> [BRIEF] Scan the material for the word "inside" and copy each line where it occurs.

> [DATA RECORDS]
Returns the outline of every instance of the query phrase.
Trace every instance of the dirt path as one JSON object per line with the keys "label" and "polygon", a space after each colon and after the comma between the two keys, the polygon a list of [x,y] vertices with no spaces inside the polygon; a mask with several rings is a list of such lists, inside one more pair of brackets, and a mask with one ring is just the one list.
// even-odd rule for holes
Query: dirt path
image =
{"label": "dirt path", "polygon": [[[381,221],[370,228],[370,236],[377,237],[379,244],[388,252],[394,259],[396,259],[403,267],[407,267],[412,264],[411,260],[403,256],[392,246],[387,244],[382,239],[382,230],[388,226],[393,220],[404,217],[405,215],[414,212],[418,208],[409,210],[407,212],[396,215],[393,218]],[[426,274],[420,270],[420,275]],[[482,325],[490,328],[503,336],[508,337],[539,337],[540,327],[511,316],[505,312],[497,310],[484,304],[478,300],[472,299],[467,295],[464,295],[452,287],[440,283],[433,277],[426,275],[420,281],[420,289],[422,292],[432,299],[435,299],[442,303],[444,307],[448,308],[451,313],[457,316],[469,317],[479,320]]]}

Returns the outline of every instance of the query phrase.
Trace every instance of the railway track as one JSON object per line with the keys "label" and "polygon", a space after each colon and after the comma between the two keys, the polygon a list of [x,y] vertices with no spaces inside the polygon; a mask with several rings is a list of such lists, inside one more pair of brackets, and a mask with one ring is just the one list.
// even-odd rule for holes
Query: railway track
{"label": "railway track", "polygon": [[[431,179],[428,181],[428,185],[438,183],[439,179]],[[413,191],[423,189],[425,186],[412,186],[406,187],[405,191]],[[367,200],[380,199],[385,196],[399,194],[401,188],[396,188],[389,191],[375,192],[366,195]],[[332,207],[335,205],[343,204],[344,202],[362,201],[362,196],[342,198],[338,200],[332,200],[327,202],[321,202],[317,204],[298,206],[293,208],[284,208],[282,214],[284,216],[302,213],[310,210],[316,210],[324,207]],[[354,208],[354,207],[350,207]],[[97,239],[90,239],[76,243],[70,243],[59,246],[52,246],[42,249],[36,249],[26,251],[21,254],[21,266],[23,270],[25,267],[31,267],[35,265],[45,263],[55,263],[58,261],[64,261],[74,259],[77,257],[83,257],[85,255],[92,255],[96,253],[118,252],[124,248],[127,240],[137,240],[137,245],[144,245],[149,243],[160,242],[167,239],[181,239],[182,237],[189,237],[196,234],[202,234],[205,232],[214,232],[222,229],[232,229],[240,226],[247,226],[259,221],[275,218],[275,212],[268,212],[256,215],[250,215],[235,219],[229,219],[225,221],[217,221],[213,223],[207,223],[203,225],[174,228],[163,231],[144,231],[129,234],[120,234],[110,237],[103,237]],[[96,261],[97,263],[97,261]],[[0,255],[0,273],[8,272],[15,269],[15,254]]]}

> [TASK SOLUTION]
Trace every instance of the dirt path as one JSON object per line with the keys "label" and "polygon", a space after each colon and after the comma between the two keys, the polygon a list of [x,y] vertices with no spaces inside the polygon; a mask with several rings is a list of such lists, inside one more pair of brackets, and a mask with one ring is just the one list.
Trace every instance of the railway track as one JSON object per line with the keys "label" and "polygon", a space after each colon and after the comma between the two keys, the polygon a list of [x,y] vertices with no spaces inside the polygon; a mask with several rings is a list of such lists, inside one more pair of brackets, and a mask with one ring is just the one list.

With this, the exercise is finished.